REQUIRED WORK = Write out, as an exact transcription, the line that has "Query: cherry blossom tree" and each line after it through the end of the data below.

Items listed in a dataset =
-*-*-

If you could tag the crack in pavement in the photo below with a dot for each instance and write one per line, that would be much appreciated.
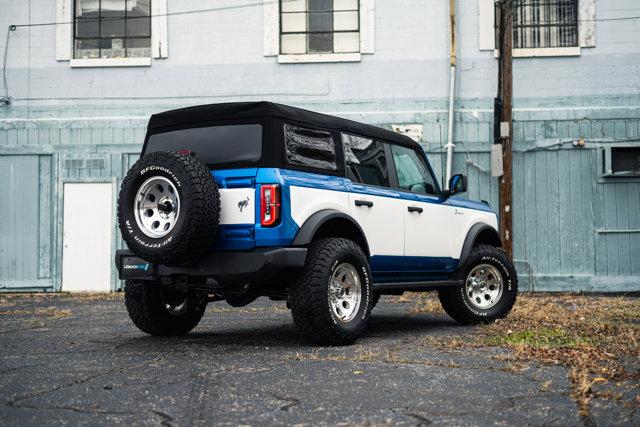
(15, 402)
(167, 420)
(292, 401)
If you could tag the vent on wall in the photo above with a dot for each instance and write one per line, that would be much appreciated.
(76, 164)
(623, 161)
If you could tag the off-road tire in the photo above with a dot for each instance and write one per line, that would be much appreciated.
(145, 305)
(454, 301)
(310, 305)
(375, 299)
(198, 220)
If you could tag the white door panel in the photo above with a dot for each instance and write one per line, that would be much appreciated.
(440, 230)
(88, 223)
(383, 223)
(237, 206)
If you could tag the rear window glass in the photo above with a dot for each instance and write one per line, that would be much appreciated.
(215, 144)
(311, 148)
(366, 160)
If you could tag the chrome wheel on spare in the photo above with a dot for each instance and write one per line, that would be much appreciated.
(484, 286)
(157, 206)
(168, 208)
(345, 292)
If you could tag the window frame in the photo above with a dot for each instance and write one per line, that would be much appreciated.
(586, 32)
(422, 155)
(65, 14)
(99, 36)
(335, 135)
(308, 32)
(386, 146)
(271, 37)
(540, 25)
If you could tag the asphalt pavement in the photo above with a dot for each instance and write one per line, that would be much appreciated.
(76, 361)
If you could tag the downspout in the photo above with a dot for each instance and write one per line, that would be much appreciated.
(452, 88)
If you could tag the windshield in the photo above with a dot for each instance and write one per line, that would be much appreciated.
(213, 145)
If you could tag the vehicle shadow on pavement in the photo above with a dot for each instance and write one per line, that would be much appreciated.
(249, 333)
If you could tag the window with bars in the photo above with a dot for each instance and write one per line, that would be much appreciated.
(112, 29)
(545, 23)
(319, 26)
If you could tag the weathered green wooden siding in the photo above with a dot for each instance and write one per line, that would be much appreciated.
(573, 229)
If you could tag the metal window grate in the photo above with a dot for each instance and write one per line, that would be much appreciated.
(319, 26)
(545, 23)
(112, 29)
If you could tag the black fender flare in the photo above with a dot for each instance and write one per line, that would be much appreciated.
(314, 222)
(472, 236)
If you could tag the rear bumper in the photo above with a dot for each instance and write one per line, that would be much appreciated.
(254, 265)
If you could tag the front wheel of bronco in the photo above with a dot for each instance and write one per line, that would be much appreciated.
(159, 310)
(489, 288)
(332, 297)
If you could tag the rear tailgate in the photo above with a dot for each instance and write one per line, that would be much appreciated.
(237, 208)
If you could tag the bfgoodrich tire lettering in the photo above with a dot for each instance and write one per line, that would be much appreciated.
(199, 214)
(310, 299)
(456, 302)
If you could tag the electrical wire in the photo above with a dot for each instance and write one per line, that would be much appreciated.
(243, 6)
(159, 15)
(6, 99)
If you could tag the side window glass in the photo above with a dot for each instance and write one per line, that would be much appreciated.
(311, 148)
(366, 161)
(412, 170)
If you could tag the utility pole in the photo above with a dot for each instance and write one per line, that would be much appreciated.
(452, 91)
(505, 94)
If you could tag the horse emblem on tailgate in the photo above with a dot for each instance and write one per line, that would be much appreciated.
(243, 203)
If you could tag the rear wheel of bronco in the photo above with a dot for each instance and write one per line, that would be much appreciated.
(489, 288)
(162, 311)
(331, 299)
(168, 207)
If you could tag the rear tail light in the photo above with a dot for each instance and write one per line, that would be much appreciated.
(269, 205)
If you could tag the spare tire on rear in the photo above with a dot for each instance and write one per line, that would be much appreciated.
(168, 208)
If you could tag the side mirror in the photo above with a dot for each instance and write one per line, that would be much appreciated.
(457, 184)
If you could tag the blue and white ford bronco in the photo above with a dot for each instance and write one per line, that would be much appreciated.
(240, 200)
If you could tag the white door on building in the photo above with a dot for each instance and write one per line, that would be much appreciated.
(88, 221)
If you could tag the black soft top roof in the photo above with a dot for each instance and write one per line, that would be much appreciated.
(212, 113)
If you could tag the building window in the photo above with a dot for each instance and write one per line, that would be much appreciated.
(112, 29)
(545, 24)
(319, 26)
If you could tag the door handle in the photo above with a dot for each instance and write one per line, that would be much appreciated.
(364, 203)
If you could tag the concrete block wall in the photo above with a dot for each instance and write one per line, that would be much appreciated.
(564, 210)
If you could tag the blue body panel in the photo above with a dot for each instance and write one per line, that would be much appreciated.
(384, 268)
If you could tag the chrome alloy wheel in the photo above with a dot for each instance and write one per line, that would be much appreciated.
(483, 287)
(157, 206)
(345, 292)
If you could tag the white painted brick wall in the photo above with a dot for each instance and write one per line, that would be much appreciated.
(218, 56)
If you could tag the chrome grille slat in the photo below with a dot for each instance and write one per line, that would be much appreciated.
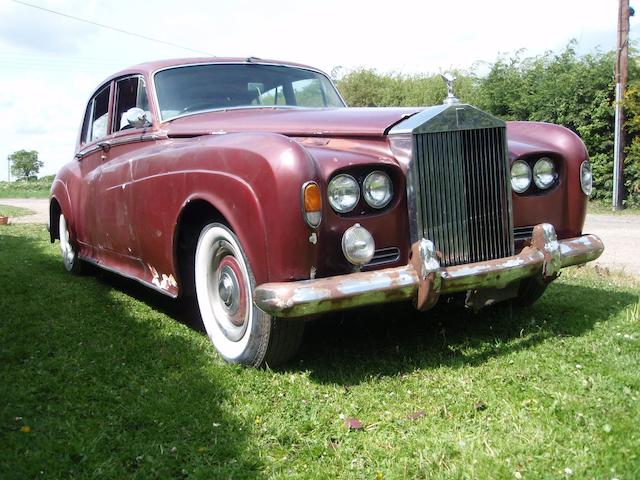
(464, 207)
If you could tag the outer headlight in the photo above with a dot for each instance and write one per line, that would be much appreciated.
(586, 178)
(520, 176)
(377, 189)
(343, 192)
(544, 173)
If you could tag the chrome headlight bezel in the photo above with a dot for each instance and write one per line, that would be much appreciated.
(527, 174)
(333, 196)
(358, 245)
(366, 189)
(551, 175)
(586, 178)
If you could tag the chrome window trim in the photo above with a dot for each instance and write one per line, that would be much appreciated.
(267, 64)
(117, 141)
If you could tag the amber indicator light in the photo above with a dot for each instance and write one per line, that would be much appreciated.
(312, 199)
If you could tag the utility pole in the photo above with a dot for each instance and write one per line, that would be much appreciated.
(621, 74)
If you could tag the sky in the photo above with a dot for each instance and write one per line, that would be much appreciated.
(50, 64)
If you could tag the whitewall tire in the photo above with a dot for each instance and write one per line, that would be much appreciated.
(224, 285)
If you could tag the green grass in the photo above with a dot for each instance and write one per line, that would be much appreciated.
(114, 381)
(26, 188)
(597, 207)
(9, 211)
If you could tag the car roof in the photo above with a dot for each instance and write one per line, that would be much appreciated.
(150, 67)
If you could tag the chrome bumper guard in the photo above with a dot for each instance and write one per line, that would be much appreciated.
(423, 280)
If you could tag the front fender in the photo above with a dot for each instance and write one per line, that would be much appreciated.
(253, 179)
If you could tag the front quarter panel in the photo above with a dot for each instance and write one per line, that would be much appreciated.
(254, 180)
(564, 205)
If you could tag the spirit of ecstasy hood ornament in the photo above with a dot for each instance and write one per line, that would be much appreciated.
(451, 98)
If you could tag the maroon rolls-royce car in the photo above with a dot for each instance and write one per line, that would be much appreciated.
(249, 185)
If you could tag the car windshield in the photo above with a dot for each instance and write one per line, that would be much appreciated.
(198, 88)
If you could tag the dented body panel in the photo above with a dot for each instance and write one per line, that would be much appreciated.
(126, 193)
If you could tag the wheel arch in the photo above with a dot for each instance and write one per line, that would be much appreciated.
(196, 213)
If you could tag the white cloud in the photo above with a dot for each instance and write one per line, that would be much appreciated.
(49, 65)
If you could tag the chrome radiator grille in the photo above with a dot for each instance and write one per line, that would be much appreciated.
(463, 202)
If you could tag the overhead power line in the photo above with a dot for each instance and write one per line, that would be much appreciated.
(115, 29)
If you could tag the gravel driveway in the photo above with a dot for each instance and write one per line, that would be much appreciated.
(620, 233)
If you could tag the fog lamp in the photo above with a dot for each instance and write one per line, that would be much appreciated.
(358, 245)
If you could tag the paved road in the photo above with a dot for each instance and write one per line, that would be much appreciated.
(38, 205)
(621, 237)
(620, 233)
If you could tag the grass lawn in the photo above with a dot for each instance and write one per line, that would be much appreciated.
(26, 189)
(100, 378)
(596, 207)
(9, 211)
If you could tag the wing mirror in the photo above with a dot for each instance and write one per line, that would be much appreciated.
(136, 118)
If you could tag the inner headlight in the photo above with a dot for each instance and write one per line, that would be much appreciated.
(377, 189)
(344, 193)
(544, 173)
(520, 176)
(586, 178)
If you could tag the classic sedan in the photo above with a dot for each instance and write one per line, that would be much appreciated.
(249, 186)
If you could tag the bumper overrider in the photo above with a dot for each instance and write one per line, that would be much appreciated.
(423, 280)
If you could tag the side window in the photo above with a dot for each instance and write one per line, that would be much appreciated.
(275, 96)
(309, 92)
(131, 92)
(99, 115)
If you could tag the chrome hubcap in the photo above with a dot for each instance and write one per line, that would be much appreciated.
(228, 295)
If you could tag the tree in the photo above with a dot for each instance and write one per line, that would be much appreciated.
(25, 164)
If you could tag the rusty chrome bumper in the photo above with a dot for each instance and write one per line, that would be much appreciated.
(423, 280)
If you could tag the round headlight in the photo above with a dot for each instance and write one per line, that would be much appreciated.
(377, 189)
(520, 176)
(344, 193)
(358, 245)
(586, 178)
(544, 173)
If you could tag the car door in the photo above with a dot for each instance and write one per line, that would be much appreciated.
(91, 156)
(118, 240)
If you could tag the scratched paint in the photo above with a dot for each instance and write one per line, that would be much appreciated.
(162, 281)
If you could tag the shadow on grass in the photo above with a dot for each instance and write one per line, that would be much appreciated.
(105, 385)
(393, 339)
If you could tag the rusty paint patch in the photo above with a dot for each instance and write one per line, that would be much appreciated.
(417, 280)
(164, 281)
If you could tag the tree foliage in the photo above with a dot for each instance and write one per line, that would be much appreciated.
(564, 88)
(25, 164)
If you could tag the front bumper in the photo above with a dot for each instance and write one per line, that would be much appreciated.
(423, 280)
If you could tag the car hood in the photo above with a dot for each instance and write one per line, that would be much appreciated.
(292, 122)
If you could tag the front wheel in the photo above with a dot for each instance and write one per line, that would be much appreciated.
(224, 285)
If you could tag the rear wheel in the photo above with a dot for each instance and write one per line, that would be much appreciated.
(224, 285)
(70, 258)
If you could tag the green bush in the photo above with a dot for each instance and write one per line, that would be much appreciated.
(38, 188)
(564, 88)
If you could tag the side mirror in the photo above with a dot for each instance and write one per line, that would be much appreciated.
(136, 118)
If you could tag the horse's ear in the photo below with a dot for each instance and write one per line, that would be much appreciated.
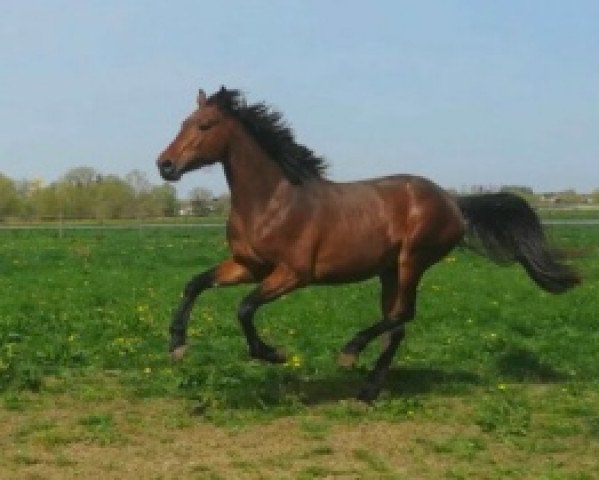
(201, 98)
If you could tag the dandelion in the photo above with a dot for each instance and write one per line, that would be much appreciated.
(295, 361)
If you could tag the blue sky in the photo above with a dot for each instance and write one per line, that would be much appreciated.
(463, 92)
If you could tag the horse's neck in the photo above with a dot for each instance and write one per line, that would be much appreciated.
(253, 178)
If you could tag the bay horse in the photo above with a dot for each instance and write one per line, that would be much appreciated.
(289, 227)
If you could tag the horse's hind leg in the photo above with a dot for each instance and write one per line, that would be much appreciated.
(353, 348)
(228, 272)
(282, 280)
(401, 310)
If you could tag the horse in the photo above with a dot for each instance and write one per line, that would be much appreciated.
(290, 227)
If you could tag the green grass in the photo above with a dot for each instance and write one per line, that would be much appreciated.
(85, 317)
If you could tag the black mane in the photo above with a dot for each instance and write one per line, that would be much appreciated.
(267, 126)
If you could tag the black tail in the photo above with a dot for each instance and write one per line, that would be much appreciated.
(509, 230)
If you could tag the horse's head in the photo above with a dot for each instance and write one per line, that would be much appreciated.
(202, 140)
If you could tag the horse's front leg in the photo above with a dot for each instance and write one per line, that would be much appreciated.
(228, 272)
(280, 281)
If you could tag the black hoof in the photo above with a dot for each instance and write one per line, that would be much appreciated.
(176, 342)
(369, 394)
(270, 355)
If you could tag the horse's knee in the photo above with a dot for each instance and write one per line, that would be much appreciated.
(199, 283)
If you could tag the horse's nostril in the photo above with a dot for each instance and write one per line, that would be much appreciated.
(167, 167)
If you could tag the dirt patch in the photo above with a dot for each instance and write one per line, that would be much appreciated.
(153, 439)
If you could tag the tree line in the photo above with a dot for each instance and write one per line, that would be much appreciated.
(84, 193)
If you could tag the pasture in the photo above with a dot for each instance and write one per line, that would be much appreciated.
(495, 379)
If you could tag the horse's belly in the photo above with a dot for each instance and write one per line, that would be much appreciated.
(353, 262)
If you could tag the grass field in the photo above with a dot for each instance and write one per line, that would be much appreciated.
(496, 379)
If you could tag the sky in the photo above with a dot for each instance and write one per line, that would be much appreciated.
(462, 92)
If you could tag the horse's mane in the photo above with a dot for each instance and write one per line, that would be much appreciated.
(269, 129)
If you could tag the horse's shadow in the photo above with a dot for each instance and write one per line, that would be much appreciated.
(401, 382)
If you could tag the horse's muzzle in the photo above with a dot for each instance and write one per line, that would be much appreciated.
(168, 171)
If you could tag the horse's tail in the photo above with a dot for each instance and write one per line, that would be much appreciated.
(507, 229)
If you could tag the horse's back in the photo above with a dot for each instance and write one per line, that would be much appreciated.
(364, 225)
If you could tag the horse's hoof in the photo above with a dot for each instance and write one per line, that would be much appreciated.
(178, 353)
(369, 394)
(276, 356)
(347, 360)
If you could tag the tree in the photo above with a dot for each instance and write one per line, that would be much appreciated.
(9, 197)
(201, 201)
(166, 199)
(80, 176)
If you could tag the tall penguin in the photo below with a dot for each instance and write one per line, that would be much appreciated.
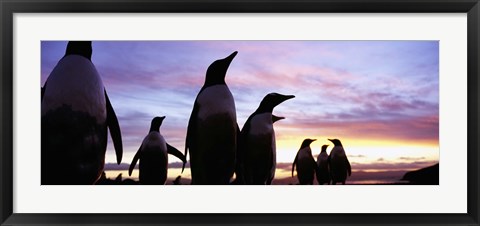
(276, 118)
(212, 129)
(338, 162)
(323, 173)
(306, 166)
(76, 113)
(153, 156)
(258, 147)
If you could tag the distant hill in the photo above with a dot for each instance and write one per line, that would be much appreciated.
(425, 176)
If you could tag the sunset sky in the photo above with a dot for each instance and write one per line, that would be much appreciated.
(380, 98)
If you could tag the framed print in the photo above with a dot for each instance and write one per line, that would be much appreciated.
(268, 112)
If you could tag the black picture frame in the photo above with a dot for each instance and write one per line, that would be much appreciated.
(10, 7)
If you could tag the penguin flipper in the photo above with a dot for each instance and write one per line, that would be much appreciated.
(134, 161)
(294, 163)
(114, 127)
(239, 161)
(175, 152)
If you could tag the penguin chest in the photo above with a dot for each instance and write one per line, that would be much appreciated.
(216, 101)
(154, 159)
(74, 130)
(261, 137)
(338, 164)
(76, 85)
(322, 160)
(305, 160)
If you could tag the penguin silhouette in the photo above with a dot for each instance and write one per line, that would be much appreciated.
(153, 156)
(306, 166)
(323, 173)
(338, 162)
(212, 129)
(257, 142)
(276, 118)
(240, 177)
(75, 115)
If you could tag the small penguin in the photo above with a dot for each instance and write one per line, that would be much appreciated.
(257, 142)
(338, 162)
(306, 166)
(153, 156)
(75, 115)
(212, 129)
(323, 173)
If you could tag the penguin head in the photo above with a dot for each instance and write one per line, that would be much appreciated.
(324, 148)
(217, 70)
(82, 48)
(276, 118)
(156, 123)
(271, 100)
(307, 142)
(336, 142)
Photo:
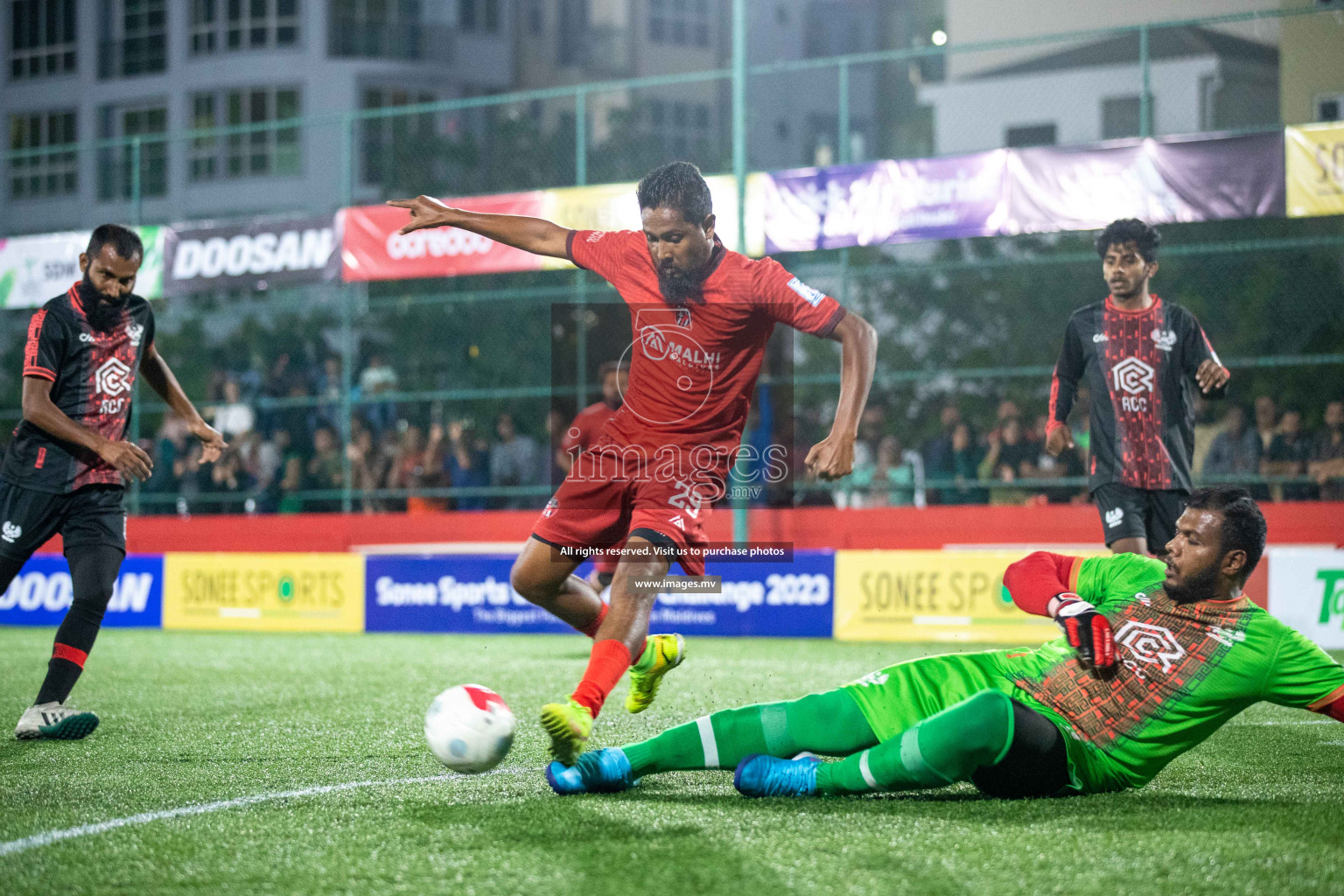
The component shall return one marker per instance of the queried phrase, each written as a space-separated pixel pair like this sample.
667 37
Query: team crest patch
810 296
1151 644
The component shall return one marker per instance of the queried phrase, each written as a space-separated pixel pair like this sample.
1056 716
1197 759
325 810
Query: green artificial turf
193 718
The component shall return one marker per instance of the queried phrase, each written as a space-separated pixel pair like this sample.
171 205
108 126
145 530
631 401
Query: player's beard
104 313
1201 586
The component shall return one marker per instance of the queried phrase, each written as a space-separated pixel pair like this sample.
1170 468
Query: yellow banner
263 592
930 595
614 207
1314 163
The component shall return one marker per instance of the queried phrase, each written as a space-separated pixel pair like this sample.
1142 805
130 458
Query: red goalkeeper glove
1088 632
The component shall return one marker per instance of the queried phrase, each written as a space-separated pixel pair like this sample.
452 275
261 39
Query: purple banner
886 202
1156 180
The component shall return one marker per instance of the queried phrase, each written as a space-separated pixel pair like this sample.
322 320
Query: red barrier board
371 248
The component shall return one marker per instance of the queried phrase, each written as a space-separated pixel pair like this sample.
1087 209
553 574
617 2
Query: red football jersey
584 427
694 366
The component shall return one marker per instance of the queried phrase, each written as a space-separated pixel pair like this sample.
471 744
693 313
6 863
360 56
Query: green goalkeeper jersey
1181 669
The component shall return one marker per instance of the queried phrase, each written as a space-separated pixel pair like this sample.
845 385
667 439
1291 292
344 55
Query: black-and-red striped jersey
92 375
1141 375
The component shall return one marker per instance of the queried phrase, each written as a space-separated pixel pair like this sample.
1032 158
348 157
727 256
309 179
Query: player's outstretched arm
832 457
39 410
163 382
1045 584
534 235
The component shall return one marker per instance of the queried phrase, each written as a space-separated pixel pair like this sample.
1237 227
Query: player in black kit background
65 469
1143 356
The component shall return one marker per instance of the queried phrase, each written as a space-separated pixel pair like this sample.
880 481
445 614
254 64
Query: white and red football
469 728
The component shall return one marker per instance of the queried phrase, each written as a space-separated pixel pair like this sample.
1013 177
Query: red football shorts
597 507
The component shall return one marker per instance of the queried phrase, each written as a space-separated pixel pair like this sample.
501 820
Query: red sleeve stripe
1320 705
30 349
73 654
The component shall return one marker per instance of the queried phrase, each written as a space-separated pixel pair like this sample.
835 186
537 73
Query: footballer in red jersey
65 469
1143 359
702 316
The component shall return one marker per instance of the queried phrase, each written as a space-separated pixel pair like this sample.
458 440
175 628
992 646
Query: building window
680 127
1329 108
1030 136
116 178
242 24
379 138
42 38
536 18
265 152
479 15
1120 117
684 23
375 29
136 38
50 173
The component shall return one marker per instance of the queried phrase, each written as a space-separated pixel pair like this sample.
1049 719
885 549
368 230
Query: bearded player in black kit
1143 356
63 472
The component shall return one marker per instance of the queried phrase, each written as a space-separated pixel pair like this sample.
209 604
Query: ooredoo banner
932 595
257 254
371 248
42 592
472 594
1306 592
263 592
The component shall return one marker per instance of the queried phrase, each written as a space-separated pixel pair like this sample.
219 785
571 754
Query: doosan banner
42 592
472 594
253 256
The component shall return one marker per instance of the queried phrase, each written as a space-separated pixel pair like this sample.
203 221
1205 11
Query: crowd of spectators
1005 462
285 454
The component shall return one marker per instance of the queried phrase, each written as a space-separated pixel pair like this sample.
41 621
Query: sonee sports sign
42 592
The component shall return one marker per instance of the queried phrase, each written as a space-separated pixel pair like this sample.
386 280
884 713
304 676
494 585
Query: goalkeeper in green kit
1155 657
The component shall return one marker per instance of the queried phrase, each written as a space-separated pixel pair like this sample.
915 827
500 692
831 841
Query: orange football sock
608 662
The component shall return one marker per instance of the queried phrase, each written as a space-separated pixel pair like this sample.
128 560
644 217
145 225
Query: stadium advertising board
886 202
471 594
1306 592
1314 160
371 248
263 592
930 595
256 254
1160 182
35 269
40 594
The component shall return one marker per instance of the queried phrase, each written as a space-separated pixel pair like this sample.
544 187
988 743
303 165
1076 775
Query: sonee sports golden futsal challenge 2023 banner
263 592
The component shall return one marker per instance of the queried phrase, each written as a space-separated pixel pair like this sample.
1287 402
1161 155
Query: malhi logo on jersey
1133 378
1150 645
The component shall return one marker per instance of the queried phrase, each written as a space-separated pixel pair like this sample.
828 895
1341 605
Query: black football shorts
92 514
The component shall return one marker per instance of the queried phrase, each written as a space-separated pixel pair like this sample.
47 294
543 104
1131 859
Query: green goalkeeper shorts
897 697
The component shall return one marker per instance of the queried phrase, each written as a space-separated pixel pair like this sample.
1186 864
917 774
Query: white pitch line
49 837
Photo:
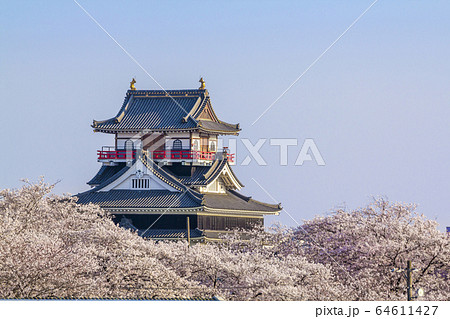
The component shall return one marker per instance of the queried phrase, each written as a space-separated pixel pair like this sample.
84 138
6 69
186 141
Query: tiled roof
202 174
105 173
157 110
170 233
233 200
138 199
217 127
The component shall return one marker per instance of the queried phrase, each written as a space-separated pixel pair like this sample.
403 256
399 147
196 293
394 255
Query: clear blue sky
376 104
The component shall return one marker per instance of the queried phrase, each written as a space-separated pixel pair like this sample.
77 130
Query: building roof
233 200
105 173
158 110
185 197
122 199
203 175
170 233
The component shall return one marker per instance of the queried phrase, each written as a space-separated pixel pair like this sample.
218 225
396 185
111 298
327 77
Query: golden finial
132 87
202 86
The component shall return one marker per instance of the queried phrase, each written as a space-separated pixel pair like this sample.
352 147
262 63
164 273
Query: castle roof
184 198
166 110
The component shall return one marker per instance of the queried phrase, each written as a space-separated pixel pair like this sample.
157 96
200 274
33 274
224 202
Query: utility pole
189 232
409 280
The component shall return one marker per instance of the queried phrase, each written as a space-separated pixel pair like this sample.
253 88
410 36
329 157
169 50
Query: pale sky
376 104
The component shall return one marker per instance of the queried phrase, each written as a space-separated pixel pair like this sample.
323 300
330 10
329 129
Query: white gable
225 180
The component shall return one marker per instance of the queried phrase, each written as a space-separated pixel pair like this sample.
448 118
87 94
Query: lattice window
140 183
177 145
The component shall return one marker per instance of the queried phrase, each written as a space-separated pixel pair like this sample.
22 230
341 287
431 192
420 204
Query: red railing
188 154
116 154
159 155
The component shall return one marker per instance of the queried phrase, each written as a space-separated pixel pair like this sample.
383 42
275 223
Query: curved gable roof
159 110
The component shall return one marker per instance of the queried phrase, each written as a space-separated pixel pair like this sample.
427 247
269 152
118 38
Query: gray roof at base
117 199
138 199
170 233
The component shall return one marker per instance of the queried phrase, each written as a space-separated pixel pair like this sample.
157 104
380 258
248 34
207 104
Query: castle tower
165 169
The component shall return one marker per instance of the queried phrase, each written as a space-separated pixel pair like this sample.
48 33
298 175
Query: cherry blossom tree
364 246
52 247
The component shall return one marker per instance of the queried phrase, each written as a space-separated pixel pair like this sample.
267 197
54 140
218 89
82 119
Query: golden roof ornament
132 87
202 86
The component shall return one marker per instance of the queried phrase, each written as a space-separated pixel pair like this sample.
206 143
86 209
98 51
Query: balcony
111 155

-*-*-

RESPONSE TO THIS EXERCISE =
Query: cherry blossom tree
364 246
52 247
The component shall return one marker per instance of the queried phrase, each written as a space-separated pixel pair like this sample.
267 197
54 140
218 89
82 119
Query: golden roof ornament
132 87
202 86
The component shall return one marker per instance of the queried phrase, each written as a space-separated pixel pair like this sample.
206 143
86 209
98 51
Query: balcony
111 155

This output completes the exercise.